» SELECTED TEXT

ADNI studies have shown that people who are β-amyloid positive or have a small hippocampal volume, or carry an APOE ε4 allele are at a higher risk for AD. Therefore, clinical trial participants can be selected using these criteria. (39). Moreover, use of the selection strategy can reduce the number of participants required to detect a treatment effect over feasible trial (for example 3 years).
1. β-amyloid positivity. Currently, the phase 3 A4 trial testing the anti-amyloid antibody solanezumab, uses β-amyloid positivity to select elderly participants with no outward signs of AD.
2. Hippocampal volume. Hippocampal volume can differentiate between MCI patients who will go on to develop AD from those who are on different disease pathways. This reduces the number of participants required for effective clinical trials. Hippocampal volume is the first imaging biomarker to be qualified, with the help of ADNI data, by the European Medicines Agency to select patients for clinical trials. ADNI also contributed to the development of a standardized technique to manually measure hippocampal volume from MRI scans for use in clinical trials.
3. APOE ε4 allele. As this allele is the biggest risk factor for late onset AD, it is commonly used in subject selection.

Outcome measures

In the US, only cognitive tests have been approved as outcome measures for detecting clinical change in AD clinical trials. Studies using ADNI data have helped refine these tests to be more sensitive to very early changes in cognition. ADNI is working to develop imaging biomarkers such as various brain atrophy MRI measures as alternative outcome measures to these cognitive tests.

== Future directions ==
ADNI-3 will follow current and additional patients with normal cognition, MCI, and AD for a further five years. The approach is unique to the study are:
1. Use of web-based methods for cognitive assessment of patients in conjunction with the Brain Health Registry.

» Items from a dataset
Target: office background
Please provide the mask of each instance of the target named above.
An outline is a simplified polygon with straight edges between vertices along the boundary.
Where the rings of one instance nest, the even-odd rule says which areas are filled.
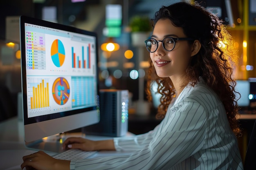
[[[179,1],[1,1],[0,121],[18,114],[18,96],[21,91],[21,85],[19,28],[15,26],[18,26],[19,16],[25,15],[96,32],[99,40],[100,88],[128,90],[129,131],[139,134],[152,129],[160,120],[156,120],[154,117],[155,103],[147,102],[144,92],[149,56],[144,46],[144,39],[141,39],[142,44],[132,42],[133,33],[130,24],[135,17],[151,18],[162,5]],[[238,80],[245,80],[255,77],[256,0],[198,1],[203,6],[211,7],[211,9],[220,15],[234,37],[234,45],[240,56],[234,67],[235,77]],[[225,3],[231,1],[229,4]],[[110,13],[108,13],[109,11]],[[146,31],[145,39],[147,36],[150,36],[150,31]],[[103,45],[109,42],[115,45],[114,49],[108,50]],[[110,51],[111,50],[113,50]],[[138,105],[143,106],[142,109]],[[247,125],[245,123],[244,126]],[[251,128],[245,127],[247,128]]]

» THE TASK
Copy out the full ADNI text word for word, from its first sentence to its last. This material is independent of the ADNI text and is not connected to it.

» OUTPUT FOR THIS EXERCISE
ADNI studies have shown that people who are β-amyloid positive or have a small hippocampal volume, or carry an APOE ε4 allele are at a higher risk for AD. Therefore, clinical trial participants can be selected using these criteria. (39). Moreover, use of the selection strategy can reduce the number of participants required to detect a treatment effect over feasible trial (for example 3 years).
1. β-amyloid positivity. Currently, the phase 3 A4 trial testing the anti-amyloid antibody solanezumab, uses β-amyloid positivity to select elderly participants with no outward signs of AD.
2. Hippocampal volume. Hippocampal volume can differentiate between MCI patients who will go on to develop AD from those who are on different disease pathways. This reduces the number of participants required for effective clinical trials. Hippocampal volume is the first imaging biomarker to be qualified, with the help of ADNI data, by the European Medicines Agency to select patients for clinical trials. ADNI also contributed to the development of a standardized technique to manually measure hippocampal volume from MRI scans for use in clinical trials.
3. APOE ε4 allele. As this allele is the biggest risk factor for late onset AD, it is commonly used in subject selection.

Outcome measures

In the US, only cognitive tests have been approved as outcome measures for detecting clinical change in AD clinical trials. Studies using ADNI data have helped refine these tests to be more sensitive to very early changes in cognition. ADNI is working to develop imaging biomarkers such as various brain atrophy MRI measures as alternative outcome measures to these cognitive tests.

== Future directions ==
ADNI-3 will follow current and additional patients with normal cognition, MCI, and AD for a further five years. The approach is unique to the study are:
1. Use of web-based methods for cognitive assessment of patients in conjunction with the Brain Health Registry.